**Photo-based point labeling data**
==============================

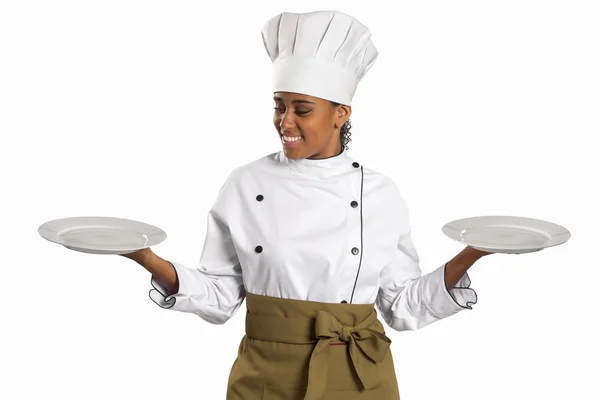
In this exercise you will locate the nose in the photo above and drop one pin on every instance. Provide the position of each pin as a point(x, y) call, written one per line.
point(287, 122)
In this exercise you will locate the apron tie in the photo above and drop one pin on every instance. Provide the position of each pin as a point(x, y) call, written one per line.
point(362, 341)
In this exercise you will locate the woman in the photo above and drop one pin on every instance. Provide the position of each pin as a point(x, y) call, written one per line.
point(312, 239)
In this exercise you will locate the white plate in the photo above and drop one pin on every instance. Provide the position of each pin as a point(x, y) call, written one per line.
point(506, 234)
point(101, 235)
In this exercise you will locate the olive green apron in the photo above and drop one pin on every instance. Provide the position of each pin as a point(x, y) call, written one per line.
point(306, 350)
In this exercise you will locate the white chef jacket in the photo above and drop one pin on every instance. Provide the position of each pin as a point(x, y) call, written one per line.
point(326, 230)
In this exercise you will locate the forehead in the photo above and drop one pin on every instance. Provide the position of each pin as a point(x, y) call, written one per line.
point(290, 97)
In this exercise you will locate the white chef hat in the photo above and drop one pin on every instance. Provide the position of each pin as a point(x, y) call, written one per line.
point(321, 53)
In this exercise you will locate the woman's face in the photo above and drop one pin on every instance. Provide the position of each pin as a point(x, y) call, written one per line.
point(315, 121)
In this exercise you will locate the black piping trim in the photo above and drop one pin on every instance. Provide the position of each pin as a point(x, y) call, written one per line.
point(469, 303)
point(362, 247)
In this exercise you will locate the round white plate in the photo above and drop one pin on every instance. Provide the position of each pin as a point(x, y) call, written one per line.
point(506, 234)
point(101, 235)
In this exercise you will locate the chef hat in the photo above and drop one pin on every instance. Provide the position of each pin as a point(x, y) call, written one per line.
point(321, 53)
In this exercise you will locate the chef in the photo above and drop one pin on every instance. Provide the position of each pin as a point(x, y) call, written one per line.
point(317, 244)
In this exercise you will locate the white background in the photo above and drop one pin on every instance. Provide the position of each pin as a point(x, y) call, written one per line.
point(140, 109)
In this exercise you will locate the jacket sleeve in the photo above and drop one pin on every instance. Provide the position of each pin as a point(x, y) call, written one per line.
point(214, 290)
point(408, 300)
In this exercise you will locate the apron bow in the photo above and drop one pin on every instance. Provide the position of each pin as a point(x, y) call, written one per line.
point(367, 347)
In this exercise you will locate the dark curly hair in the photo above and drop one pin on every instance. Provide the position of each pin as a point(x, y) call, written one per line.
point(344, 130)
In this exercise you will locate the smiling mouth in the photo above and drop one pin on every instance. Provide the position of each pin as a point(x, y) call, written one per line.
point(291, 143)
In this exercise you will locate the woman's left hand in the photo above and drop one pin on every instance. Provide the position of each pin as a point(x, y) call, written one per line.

==============================

Rewrite every row above, swapping "drop one pin" for "place one marker" and keeping everything else the same. Leave the pictures out.

**RESPONSE**
In this exercise you will locate the nose in the photo above and place one marker on every instance. Provide the position of each pin as a point(x, y) call, written one per line.
point(287, 122)
In this exercise you will locate the apron tie in the photo above and place one marker on every instance. Provide the position of each pin as a point(x, y) call, written one per line.
point(362, 341)
In this exercise you will locate the woman in the photo above and place one marker on every instance. Provide the position of each pin as a point(x, y) call, written one per line.
point(312, 239)
In this exercise you will locate the white plate in the photo above and place one marker on every instance. Provide the position of each pin as a point(x, y) call, written one per line.
point(506, 234)
point(101, 235)
In this exercise you will locate the olive green apron in the photo above and place one marker on every instance. Provide the position of each pin as a point(x, y) call, written one per line.
point(306, 350)
In this exercise you will locate the white chef jacket in the photo above and place one marker on every instance. Provide the position of each pin as a point(x, y) call, written one per line.
point(326, 230)
In this exercise you will locate the forehead in the photo above and place one marker on every instance. Provide the position of each pin as a point(x, y) call, written one per line.
point(290, 97)
In this exercise you will locate the white chef hat in the photo above and place one marker on every instance. Provide the position of each pin as a point(x, y) call, written one per line.
point(321, 53)
In this exercise you will locate the woman's face in the photo above and place one marker on every instance. Provide the position of each pin as a point(x, y) call, written one per line.
point(315, 121)
In this exercise you will locate the black piping trim in the photo above and place one marker on every instance. Provide the position of each pin as a point(x, y) call, written one per line.
point(469, 303)
point(362, 247)
In this exercise you will locate the round white plate in the photo above and place one marker on every instance. Provide the position of each pin as a point(x, y) call, written one per line.
point(506, 234)
point(101, 235)
In this exercise you will locate the chef hat in the photo above and place one marker on every instance. Provide the position of each pin as a point(x, y) call, written one per line.
point(321, 53)
In this exercise you will locate the chef in the photo above and place one marker on every instance. Provide the position of each pin as a point(x, y) call, written one per line.
point(317, 244)
In this exercise you will locate the white background in the photo above and place one marker on every instance. Provide the position of each pin as a point(x, y) call, written one per line.
point(140, 109)
In this exercise you will locate the jacket sleeve in the photo above and place one marker on every instance. Provide the position of each pin as a point(x, y) call, written one per line.
point(214, 290)
point(408, 300)
In this exercise you will locate the apron bow in the photo above and place one marker on every instance. Provide the position of each pin as a point(x, y) call, written one per line.
point(367, 347)
In this exercise you will locate the dark curly hair in the photo above and place one marker on every instance. Provide the position of each pin as a point(x, y) call, written one per line.
point(344, 130)
In this exercise you will locate the smiling mouth in the photo above and place one marker on every instance. Provide the position of each pin as a point(x, y) call, written one per line.
point(291, 143)
In this exercise you will locate the woman's left hand in the photo above and place one marker on every instance. Provide the position of each pin as a point(x, y) call, written one per line.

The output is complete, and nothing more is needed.